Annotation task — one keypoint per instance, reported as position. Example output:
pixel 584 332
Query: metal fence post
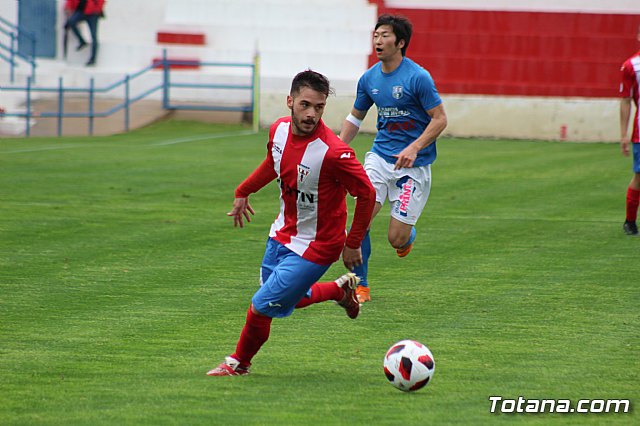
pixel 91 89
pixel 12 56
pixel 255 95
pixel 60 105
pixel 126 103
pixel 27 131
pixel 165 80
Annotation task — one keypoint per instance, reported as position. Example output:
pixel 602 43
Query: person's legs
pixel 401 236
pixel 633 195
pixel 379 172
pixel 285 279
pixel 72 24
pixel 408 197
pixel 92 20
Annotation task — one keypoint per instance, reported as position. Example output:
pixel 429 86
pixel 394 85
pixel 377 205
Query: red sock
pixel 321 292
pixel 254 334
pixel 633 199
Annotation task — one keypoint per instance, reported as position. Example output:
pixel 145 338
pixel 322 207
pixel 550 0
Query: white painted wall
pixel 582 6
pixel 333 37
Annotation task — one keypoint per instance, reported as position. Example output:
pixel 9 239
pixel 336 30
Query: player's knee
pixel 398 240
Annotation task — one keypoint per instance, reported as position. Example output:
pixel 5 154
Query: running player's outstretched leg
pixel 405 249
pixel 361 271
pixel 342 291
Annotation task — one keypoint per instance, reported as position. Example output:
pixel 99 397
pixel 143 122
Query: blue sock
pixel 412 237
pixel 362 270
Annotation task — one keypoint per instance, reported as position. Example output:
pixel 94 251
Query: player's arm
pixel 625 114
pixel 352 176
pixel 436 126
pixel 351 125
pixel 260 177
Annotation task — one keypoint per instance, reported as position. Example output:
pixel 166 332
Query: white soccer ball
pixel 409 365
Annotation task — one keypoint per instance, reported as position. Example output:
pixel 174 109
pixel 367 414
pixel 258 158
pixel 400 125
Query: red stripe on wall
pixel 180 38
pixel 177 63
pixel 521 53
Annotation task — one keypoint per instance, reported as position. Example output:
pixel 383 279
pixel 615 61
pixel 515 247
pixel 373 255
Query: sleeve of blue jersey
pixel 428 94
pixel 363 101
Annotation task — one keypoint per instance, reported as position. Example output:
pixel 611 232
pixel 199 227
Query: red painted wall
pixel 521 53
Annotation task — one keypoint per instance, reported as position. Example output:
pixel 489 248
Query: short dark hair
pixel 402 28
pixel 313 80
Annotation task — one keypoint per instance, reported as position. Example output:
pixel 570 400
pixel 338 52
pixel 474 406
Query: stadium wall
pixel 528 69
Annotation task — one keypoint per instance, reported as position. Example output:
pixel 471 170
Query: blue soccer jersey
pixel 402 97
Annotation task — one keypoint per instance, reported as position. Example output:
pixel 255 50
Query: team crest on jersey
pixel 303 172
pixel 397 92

######

DIRECTIONS
Reproduce nothing but the lines from the line containing "pixel 615 61" to the last line of the data, each exactly as written.

EXPECTED ANSWER
pixel 615 61
pixel 515 247
pixel 373 255
Query: sleeve of blue jersey
pixel 428 94
pixel 363 101
Annotation task — one keypoint per instance, reported as position. Example output:
pixel 611 232
pixel 199 227
Query: red painted wall
pixel 521 53
Annotation task — one keypoint per instance, reported as position. Example output:
pixel 489 248
Query: short dark hair
pixel 402 28
pixel 313 80
Annotation task — one keypoint per instance, reported as position. Example output:
pixel 570 400
pixel 338 52
pixel 474 406
Query: stadium wall
pixel 528 69
Annotation task — one keypoint per instance, reported as position. Example output:
pixel 471 170
Query: blue soccer jersey
pixel 402 97
Annotation task — one keypoint per instance, reported as position. Example output:
pixel 255 50
Query: team crest on jersey
pixel 303 172
pixel 397 92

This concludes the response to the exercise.